[Segmentation mask data]
####
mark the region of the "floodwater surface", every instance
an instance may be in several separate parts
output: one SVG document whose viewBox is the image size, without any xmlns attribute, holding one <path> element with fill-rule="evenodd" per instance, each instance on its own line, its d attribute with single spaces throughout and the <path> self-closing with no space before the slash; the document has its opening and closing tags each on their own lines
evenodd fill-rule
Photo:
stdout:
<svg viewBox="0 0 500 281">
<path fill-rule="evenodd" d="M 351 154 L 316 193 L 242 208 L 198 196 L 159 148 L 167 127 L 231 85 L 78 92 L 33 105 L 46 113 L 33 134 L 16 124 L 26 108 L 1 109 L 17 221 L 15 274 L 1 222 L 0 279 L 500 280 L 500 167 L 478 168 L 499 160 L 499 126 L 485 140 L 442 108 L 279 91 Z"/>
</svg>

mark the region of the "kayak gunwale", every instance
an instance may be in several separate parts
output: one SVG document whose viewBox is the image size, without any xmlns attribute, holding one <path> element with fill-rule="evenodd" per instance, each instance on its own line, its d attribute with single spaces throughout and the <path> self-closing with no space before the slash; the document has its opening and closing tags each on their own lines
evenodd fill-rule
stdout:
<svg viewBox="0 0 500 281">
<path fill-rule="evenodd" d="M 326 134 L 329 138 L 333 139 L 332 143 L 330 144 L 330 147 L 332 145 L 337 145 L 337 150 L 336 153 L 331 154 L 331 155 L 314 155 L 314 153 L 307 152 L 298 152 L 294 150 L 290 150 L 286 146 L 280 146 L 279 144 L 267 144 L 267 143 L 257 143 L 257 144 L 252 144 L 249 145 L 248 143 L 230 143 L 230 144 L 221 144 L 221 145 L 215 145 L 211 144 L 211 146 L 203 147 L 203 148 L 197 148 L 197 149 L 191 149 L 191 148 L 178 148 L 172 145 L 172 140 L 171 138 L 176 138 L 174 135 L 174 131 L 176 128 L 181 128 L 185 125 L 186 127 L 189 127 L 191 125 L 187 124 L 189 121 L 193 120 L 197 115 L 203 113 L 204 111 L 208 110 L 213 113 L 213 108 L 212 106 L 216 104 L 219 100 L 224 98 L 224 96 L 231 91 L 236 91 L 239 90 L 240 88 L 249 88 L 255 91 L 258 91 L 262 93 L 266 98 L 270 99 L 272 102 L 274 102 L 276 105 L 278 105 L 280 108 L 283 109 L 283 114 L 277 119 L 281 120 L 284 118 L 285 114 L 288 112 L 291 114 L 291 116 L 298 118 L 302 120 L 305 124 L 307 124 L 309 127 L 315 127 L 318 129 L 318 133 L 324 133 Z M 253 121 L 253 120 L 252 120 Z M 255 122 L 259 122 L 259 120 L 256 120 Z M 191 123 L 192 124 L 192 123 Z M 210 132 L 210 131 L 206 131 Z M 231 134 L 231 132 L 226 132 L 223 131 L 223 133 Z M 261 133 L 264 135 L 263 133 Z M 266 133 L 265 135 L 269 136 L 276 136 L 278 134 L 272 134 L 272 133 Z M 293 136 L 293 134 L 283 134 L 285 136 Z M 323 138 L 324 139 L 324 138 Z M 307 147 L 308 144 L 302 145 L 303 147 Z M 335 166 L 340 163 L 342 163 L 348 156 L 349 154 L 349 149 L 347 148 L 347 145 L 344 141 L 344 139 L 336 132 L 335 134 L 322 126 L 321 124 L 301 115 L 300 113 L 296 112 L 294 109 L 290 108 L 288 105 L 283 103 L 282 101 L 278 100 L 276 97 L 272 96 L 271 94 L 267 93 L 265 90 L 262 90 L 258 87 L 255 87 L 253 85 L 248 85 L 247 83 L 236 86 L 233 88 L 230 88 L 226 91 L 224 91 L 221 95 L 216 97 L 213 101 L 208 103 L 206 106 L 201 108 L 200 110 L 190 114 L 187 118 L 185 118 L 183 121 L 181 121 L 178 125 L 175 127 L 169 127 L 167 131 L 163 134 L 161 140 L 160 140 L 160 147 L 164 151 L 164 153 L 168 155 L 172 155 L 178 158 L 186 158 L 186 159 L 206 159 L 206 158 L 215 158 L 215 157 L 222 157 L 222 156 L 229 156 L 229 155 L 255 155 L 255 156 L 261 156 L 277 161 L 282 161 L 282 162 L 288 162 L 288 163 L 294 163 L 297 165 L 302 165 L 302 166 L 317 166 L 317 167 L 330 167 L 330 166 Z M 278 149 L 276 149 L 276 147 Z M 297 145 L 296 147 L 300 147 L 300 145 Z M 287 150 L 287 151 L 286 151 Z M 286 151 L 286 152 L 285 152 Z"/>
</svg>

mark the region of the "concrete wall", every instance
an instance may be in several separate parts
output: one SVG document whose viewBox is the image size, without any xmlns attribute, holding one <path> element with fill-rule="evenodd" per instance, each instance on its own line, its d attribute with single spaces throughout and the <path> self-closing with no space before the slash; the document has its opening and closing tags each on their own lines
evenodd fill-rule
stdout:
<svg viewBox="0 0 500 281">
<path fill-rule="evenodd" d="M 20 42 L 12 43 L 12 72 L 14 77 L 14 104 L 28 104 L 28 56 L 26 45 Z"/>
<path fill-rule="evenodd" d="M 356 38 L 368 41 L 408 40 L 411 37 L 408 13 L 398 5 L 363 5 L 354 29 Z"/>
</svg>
####
Requirement:
Locate the word "mark" in the records and collect each line it appears in.

Task answer:
mark the region of the "floodwater surface", every instance
mark the region of the "kayak gunwale", every instance
mark the region of the "concrete wall", every instance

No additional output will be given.